*Your goal:*
Look for "Return one point per instance of the boy's" in the entries below. Then write out exactly the line that holds it and every line after it, to the last, and nothing else.

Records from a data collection
::::
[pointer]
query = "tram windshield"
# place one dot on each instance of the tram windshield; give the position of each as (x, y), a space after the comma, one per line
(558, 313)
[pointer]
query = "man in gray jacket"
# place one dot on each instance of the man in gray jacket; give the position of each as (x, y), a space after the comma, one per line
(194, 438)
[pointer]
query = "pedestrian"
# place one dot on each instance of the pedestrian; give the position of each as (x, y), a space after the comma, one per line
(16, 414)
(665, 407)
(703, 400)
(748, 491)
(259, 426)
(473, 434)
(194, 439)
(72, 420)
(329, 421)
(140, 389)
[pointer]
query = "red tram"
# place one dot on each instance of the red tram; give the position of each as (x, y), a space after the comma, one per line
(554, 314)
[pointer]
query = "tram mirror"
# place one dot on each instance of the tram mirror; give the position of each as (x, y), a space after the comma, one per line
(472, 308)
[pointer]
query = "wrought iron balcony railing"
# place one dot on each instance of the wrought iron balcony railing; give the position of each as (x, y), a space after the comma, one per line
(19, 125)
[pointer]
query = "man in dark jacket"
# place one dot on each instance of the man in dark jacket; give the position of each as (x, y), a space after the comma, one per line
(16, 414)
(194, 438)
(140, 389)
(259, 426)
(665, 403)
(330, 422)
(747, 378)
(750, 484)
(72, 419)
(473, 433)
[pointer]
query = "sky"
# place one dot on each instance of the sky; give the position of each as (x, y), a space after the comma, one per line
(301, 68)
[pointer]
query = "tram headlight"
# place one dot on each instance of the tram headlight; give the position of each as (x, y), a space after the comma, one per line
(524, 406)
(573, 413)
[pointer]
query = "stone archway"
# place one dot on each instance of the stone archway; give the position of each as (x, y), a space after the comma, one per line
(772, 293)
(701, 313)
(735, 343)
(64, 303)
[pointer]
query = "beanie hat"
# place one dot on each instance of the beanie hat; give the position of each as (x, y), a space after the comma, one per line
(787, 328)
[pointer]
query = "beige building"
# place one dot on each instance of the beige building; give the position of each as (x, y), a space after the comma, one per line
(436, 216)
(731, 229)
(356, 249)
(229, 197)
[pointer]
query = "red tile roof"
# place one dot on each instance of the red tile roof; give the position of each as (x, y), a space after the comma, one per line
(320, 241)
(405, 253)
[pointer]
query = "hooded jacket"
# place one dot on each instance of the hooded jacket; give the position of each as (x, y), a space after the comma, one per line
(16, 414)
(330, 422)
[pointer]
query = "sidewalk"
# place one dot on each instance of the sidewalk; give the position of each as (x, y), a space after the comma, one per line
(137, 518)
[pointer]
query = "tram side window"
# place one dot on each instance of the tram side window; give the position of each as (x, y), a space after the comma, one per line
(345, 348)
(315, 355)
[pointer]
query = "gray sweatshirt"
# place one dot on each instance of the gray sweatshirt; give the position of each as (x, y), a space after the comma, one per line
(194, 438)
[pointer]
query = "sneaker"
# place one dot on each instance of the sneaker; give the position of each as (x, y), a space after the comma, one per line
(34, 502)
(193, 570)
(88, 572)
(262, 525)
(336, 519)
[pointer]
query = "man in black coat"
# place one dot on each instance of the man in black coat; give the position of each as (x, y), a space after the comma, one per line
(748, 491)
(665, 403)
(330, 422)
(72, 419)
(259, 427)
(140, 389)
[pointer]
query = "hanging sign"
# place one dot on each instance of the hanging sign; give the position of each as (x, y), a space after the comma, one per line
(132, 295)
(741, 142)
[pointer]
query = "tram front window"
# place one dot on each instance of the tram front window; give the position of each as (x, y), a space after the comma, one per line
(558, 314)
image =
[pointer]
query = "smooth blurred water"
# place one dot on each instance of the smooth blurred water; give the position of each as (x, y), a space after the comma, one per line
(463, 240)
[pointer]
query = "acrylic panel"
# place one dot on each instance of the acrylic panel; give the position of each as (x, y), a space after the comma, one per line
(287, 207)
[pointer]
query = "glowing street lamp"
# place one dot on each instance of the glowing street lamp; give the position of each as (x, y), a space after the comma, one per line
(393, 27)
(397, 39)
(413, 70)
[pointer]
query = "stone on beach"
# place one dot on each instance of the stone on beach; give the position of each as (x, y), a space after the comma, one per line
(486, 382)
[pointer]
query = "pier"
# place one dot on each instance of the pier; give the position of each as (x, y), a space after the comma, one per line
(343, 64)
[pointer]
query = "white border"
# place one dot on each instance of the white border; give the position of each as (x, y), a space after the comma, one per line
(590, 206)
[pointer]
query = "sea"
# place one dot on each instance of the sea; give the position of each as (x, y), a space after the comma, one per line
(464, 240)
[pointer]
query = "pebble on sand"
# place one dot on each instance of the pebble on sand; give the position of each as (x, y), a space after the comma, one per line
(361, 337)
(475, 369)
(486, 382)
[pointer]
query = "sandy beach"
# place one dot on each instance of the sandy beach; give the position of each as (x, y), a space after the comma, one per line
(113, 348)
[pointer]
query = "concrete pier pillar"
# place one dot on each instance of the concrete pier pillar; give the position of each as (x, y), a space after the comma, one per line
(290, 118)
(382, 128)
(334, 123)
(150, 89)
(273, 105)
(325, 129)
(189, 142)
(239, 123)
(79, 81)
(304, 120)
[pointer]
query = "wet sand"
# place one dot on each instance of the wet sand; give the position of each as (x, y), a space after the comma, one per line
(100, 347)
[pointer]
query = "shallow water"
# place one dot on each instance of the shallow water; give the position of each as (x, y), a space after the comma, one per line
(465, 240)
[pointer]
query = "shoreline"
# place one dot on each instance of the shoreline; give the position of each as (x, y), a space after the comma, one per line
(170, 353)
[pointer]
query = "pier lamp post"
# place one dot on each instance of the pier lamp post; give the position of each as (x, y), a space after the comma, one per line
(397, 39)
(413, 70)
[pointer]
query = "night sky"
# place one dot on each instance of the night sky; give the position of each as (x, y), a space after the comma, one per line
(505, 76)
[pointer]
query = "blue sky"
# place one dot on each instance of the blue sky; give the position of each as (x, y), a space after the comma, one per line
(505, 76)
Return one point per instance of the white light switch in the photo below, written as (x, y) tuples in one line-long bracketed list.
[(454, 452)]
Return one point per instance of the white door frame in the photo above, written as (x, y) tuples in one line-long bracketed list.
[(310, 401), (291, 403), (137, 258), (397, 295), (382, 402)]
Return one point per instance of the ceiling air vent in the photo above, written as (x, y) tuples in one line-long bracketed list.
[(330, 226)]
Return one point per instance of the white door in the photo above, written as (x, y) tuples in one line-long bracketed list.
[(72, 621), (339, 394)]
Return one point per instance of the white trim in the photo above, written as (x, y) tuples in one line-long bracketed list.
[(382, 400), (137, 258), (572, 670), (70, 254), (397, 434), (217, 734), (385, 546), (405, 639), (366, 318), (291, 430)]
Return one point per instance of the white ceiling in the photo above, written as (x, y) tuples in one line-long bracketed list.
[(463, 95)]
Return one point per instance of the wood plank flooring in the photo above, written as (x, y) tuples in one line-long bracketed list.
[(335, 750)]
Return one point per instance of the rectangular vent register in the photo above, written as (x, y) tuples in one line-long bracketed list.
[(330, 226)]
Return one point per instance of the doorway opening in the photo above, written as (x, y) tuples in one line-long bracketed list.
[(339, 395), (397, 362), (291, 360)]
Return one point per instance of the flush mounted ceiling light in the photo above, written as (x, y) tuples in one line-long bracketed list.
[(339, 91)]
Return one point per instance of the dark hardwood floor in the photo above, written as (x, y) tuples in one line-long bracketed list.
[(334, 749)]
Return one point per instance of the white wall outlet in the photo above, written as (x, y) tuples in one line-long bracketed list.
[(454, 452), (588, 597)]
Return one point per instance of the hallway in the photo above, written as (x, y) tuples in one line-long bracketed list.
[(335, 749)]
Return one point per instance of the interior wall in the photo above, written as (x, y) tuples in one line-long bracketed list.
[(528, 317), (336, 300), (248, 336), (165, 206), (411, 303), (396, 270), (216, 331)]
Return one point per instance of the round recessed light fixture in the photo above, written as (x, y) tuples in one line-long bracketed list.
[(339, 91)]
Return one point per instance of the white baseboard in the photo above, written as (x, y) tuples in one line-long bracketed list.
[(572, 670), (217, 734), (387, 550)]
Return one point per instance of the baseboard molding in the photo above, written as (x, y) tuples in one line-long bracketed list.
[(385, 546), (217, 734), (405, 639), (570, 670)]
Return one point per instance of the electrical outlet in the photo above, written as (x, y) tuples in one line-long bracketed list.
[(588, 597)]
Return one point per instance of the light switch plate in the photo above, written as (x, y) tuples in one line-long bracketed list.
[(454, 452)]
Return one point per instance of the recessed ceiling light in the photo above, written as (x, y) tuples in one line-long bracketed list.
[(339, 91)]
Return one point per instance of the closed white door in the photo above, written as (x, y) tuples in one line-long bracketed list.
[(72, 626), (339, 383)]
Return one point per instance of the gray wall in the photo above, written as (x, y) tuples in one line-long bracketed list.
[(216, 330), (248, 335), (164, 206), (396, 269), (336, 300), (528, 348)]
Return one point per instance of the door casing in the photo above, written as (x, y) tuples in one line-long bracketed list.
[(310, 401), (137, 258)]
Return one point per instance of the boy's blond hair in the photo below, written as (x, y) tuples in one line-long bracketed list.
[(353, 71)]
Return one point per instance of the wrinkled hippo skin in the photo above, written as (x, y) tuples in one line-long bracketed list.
::::
*Your solution:*
Return one point per instance of the boy's blond hair in the photo below, written as (x, y) tuples in one line-long bracketed list.
[(353, 71)]
Return one point per instance of the wrinkled hippo skin in the photo above, written as (x, y) tuples in one line-long bracketed list.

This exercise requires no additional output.